→ To do
Please count the lines in the data below that contain the word "facade" and reply with that number alone.

Part of a data file
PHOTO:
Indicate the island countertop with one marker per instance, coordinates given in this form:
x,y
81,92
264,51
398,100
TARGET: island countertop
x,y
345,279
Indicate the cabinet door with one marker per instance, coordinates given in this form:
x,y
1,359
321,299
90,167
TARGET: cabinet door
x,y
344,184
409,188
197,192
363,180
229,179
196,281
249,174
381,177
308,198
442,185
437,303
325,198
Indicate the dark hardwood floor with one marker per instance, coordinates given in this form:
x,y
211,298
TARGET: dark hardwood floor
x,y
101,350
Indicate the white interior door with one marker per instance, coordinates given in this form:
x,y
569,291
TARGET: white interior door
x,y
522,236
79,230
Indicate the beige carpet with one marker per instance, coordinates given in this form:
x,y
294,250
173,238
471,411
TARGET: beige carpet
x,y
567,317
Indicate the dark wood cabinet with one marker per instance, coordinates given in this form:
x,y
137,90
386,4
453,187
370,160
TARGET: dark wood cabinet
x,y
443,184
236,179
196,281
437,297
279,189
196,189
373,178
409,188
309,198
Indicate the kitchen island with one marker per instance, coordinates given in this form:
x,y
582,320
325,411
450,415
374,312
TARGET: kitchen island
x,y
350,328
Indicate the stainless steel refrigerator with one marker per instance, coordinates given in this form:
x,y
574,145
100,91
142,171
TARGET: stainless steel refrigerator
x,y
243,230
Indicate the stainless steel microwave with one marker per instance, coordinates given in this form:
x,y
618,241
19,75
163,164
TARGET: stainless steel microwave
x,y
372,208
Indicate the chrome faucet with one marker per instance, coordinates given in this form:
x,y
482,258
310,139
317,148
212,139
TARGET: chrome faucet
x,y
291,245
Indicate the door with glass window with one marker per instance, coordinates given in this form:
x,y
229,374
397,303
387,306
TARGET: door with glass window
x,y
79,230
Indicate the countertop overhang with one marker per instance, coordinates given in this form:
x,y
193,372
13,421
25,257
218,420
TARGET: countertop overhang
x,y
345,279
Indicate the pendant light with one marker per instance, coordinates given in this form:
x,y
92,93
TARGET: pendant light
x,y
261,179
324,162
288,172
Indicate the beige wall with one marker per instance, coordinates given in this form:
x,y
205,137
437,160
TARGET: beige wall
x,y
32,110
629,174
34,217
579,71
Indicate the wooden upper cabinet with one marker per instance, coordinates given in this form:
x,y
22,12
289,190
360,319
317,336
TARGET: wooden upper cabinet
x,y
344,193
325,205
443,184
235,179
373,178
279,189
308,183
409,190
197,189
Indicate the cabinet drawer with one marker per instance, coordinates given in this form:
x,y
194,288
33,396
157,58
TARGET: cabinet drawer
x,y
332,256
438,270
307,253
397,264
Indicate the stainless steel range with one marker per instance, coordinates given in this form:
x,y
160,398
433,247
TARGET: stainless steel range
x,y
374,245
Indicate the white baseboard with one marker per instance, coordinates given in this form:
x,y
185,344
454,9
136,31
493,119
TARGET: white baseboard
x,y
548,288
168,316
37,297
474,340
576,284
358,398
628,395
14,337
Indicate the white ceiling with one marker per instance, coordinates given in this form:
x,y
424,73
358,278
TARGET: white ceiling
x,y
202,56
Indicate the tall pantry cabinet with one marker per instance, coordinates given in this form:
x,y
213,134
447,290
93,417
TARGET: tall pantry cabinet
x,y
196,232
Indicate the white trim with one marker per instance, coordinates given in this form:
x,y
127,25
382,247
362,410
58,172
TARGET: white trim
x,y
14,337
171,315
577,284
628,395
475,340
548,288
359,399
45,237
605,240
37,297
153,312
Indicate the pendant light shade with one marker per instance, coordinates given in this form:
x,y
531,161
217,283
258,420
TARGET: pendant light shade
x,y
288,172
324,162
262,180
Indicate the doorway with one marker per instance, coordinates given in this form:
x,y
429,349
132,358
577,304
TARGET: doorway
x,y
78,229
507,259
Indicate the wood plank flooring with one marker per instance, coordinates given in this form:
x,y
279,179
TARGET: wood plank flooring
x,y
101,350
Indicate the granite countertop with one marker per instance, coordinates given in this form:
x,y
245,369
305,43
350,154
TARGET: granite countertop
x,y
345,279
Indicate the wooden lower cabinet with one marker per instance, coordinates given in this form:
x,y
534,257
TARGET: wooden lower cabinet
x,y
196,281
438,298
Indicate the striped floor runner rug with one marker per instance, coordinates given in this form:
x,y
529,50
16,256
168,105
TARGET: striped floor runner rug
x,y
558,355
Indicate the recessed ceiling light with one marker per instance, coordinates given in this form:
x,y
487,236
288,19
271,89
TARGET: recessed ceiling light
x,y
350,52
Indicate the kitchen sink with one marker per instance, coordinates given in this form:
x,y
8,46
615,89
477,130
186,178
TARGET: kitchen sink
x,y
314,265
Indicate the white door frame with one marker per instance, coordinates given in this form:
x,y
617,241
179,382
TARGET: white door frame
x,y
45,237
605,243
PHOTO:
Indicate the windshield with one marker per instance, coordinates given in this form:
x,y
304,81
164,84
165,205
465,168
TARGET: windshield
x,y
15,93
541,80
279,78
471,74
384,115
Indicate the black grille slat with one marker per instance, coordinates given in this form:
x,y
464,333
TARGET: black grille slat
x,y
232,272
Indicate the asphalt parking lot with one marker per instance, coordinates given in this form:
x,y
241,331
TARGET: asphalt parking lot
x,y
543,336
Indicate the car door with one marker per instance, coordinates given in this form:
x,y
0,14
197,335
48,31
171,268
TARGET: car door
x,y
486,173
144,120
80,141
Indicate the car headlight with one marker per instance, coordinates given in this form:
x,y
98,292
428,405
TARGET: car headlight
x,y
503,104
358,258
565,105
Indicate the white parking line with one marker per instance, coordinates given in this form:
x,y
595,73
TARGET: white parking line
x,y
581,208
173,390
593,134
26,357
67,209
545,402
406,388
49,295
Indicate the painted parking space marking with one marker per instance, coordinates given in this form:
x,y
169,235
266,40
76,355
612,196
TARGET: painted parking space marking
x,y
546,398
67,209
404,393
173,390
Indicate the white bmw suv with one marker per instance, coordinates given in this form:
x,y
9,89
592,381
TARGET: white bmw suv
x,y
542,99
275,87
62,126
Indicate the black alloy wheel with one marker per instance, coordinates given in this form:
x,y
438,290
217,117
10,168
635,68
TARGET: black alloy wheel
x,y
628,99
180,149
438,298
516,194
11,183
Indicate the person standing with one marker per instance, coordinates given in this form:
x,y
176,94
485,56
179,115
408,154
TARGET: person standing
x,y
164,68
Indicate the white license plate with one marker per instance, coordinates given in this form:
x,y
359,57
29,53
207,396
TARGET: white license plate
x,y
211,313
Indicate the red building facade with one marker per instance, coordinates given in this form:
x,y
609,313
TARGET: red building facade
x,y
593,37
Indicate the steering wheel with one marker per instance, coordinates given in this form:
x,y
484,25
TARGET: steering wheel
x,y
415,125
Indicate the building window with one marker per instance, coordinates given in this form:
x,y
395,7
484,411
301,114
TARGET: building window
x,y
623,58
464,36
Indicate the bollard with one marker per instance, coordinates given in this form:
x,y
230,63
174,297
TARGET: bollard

==

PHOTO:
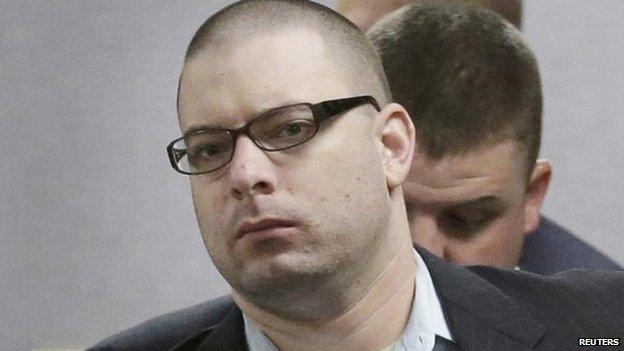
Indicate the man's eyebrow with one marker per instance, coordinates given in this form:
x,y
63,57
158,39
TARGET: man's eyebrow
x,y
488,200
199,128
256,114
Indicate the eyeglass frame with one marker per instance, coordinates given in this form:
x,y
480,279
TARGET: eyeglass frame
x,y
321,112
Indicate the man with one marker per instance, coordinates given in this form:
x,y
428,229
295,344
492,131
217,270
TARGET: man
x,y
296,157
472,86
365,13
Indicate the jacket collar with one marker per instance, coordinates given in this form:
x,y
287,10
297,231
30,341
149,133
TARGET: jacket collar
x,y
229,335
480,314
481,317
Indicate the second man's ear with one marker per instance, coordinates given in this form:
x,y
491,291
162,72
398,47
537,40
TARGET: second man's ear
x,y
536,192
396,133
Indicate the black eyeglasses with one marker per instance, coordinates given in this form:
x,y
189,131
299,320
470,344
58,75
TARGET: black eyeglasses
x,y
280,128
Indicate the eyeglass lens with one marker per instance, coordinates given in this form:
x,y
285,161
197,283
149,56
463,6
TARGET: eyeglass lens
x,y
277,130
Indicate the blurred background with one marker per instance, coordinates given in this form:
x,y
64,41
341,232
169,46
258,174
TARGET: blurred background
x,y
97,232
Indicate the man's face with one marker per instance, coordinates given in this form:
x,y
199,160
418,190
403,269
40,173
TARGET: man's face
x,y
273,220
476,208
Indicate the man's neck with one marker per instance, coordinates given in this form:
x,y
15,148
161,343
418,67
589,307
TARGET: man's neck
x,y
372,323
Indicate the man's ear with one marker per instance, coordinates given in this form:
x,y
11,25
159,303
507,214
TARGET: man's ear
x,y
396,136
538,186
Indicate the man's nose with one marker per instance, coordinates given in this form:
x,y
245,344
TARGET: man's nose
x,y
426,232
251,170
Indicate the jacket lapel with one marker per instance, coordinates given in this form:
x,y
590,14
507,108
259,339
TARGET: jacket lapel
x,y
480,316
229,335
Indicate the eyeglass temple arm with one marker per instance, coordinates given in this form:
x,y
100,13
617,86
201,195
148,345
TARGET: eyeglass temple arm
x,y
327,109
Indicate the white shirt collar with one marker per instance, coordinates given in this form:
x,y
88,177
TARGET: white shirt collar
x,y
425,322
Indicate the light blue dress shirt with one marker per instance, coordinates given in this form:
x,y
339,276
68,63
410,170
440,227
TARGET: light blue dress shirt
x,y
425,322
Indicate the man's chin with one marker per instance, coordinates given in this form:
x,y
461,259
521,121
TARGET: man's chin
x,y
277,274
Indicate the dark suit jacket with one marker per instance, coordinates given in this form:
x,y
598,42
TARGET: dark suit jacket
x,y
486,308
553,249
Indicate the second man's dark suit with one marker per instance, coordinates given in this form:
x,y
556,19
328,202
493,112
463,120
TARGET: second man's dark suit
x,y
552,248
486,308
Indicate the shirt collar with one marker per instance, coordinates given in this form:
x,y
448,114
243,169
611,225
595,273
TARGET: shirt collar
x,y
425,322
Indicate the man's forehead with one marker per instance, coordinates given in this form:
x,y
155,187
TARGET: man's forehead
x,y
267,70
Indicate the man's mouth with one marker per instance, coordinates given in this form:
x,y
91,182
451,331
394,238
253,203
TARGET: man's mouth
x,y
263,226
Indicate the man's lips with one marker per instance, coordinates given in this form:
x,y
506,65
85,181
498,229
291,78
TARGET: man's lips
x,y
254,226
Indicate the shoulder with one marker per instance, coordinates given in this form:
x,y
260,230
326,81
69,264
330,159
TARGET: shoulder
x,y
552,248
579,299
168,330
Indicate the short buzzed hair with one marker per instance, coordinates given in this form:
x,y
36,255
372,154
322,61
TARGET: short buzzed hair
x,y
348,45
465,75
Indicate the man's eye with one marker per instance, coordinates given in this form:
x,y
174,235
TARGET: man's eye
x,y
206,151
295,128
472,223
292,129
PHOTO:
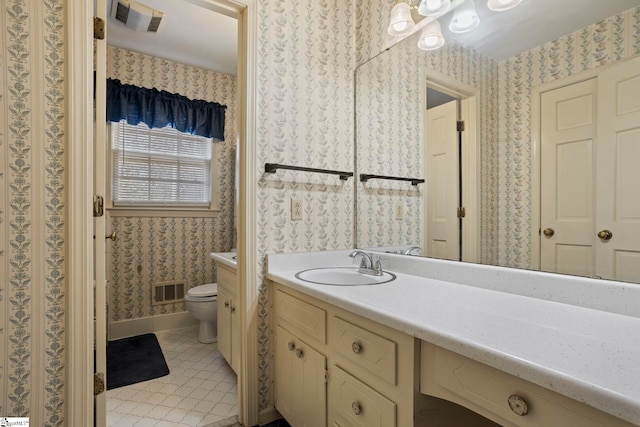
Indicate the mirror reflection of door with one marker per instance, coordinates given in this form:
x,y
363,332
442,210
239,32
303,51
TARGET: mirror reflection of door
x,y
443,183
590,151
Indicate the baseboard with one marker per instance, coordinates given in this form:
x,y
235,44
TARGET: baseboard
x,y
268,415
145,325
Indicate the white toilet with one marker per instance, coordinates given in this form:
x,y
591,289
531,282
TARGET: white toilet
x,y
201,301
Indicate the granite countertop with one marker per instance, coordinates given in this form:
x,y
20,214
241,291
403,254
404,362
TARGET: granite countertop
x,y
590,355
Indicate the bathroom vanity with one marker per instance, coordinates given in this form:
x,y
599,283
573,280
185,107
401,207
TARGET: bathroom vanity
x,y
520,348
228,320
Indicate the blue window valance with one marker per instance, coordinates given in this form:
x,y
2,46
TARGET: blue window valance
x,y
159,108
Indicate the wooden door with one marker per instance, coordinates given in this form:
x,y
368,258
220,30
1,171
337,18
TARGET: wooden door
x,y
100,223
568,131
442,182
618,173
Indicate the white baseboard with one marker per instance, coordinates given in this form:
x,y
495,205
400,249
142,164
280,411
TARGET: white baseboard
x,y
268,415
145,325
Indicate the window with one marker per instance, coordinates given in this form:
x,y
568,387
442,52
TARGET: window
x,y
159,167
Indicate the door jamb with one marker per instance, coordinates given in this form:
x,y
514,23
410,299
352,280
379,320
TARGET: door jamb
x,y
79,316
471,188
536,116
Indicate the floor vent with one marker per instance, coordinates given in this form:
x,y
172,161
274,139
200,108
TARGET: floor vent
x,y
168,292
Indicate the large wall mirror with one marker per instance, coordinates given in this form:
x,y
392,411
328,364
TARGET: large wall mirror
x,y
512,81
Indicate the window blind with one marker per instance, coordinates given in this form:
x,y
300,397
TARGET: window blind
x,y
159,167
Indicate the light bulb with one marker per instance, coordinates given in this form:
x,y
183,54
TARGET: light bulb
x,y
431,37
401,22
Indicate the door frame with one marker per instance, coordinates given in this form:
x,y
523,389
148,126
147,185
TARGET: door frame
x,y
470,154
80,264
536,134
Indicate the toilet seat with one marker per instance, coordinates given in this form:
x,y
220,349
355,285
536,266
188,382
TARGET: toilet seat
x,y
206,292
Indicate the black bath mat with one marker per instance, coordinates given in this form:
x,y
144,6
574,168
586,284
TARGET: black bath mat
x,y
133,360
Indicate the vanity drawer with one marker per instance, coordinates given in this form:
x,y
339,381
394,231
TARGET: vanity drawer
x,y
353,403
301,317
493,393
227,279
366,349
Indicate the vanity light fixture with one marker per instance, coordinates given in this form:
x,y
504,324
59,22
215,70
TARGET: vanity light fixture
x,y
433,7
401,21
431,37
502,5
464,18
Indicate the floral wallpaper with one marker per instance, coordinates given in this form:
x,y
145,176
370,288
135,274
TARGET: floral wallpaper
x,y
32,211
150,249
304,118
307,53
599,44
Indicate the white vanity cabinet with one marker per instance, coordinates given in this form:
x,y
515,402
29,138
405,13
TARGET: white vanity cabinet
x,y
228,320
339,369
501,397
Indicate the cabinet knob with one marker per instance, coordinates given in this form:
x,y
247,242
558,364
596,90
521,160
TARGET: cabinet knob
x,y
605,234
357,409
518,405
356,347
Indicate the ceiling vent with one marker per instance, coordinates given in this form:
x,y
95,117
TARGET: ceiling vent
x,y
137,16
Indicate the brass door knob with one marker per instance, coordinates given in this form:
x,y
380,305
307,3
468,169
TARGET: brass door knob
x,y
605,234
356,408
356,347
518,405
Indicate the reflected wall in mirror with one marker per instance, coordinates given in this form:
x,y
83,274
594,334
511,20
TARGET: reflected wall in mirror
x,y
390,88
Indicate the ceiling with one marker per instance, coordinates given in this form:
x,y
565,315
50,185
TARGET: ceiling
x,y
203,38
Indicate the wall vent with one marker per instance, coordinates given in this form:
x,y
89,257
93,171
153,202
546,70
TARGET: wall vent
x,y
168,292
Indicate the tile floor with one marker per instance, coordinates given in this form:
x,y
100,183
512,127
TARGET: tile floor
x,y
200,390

→ Solution to this task
2